- **Description of the task**: Lay out the lines of the listing below as a Markdown table with columns "No." and "Text", from the line containing "instance of the sky" through the end of the listing, skipping any blank lines.

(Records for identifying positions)
## BEGIN
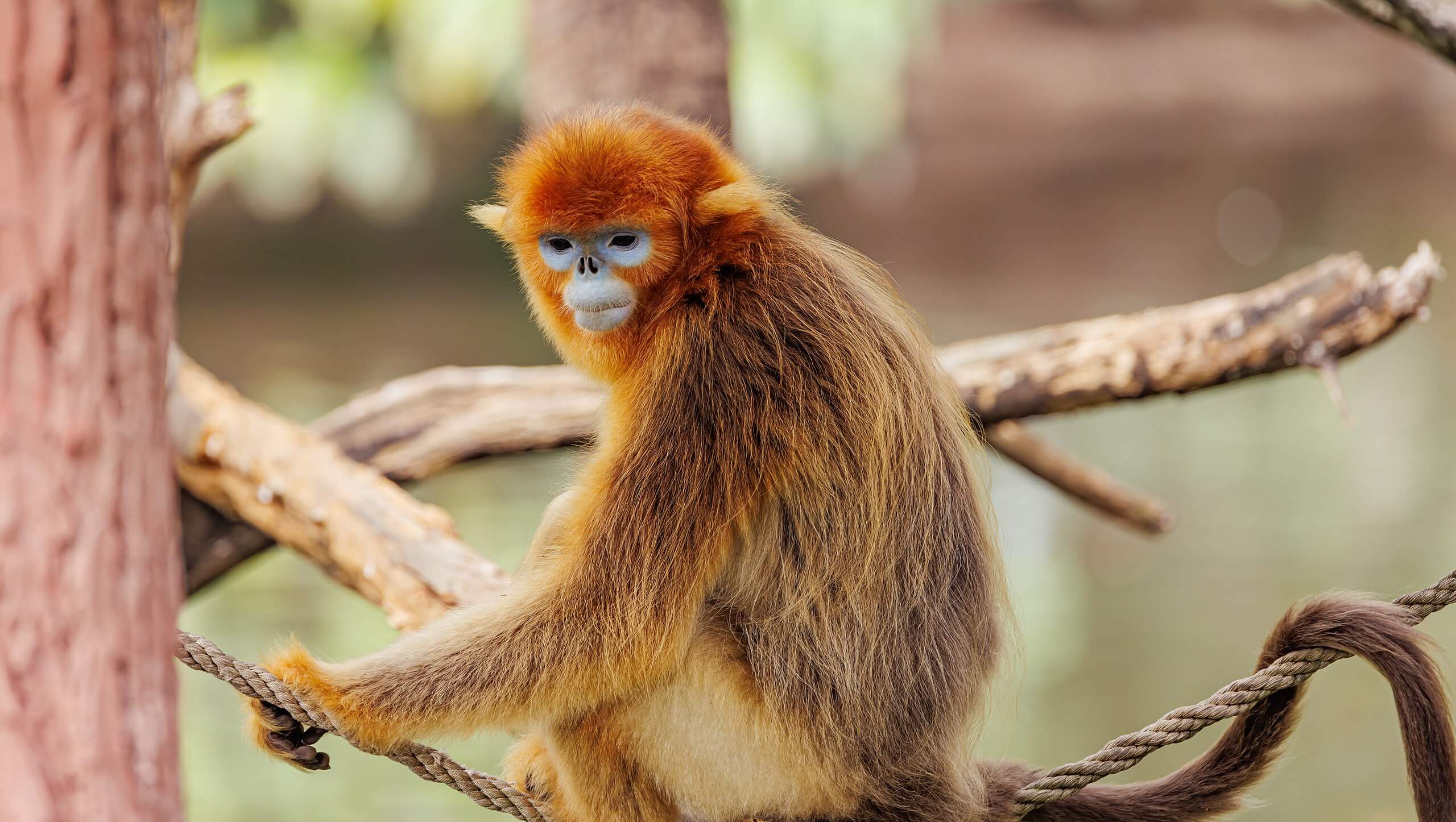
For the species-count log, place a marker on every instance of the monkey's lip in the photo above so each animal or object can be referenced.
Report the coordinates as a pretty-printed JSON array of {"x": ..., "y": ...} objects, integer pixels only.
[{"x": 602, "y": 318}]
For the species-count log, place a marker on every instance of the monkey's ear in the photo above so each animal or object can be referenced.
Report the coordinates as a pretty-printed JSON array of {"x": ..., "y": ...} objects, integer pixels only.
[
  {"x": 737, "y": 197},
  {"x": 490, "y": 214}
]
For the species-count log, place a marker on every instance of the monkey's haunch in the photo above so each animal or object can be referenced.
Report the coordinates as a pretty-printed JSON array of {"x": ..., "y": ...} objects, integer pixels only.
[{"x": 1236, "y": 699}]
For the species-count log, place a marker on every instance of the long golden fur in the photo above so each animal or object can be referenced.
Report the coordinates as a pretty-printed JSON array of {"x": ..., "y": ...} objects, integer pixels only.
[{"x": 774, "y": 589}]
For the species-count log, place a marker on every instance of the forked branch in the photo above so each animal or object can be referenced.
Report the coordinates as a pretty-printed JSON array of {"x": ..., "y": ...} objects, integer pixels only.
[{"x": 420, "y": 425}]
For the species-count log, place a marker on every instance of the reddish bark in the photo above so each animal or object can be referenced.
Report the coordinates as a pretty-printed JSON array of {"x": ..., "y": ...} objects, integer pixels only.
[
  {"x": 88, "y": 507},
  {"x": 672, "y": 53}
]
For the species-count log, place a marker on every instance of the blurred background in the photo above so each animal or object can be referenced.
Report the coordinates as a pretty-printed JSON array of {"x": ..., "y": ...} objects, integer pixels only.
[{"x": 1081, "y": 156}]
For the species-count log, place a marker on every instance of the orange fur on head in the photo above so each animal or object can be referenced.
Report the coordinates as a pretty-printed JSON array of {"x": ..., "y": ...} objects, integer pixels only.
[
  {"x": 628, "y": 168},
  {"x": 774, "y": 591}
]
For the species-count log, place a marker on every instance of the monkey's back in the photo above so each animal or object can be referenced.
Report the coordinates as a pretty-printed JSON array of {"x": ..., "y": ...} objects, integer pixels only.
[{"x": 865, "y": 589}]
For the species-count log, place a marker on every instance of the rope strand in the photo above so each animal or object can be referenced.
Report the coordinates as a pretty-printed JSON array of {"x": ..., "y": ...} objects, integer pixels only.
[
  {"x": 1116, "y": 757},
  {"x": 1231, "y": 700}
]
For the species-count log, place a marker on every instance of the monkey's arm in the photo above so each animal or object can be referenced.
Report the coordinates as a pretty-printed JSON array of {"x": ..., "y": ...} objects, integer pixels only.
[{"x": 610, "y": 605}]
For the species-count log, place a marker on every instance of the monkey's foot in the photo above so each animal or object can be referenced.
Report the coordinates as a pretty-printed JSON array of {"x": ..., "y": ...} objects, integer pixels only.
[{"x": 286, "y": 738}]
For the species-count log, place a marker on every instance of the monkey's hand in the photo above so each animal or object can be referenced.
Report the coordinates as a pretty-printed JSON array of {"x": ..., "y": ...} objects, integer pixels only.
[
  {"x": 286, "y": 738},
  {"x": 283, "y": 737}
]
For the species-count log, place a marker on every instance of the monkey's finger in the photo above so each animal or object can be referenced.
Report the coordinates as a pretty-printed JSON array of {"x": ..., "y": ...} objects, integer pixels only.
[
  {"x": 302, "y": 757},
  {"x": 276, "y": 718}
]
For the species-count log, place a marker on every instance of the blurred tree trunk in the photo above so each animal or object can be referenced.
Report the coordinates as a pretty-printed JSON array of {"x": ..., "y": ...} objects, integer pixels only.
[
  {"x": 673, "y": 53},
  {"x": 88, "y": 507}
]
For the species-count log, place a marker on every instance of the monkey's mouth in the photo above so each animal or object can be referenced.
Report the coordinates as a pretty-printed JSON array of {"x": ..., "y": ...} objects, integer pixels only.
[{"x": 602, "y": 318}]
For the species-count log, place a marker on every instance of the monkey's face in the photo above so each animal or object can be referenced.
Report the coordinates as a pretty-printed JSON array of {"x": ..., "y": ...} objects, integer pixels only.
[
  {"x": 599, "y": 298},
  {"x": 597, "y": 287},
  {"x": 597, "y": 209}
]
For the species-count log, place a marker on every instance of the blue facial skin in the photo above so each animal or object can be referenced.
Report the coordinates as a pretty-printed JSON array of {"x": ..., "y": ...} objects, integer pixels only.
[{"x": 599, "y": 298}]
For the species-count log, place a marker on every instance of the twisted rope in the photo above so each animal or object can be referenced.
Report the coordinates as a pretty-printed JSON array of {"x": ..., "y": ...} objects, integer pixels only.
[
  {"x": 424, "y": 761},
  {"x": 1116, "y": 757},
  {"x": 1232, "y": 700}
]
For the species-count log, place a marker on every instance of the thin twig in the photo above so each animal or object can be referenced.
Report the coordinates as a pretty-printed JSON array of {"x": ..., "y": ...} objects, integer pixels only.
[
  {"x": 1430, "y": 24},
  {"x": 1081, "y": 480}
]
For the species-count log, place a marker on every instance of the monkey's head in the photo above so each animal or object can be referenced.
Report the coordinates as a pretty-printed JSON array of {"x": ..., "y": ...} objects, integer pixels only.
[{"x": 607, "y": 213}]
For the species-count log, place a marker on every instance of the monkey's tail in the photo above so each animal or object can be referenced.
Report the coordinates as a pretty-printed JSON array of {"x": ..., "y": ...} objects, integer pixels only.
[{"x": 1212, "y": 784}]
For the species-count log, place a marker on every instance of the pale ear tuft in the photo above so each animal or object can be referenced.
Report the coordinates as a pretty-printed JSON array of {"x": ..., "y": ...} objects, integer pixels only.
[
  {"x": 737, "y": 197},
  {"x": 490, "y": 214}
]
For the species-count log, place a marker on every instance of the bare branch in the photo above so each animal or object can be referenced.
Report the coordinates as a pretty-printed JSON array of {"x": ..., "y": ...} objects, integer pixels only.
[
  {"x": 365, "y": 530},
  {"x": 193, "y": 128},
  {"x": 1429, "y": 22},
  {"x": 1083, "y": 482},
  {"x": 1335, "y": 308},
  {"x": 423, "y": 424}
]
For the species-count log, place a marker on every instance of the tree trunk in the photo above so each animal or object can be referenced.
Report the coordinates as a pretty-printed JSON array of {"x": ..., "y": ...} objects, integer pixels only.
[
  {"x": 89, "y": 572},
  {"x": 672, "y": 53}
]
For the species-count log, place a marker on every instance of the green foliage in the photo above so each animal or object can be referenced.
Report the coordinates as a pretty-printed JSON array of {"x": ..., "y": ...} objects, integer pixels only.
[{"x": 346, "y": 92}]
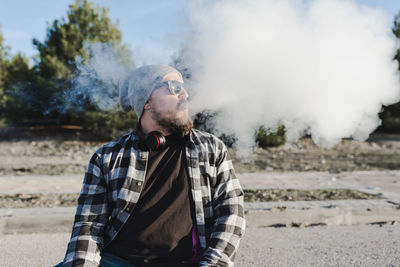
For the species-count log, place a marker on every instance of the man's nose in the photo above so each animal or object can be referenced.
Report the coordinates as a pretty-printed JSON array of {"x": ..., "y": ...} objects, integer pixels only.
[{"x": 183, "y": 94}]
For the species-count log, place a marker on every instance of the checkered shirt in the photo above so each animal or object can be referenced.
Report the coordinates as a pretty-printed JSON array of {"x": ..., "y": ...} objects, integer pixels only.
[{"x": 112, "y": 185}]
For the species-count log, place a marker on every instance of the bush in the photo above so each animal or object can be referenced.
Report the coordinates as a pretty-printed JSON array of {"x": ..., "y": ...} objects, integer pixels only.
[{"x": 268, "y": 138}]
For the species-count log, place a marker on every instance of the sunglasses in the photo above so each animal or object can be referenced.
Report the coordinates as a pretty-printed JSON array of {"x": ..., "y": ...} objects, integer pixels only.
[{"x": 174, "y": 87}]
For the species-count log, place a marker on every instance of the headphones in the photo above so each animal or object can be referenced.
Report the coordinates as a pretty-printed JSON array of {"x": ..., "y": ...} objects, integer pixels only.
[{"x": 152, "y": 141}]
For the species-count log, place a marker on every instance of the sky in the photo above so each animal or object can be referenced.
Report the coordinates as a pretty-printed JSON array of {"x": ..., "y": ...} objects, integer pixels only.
## END
- **Final result**:
| No. | Text |
|---|---|
| 1 | For the species-count log, place a marker on every instance of the sky in the photo above so each animal or object can be referenced. |
| 2 | Report the coordinates as a pretty-printed JSON array of {"x": ..., "y": ...} objects, integer pixels only. |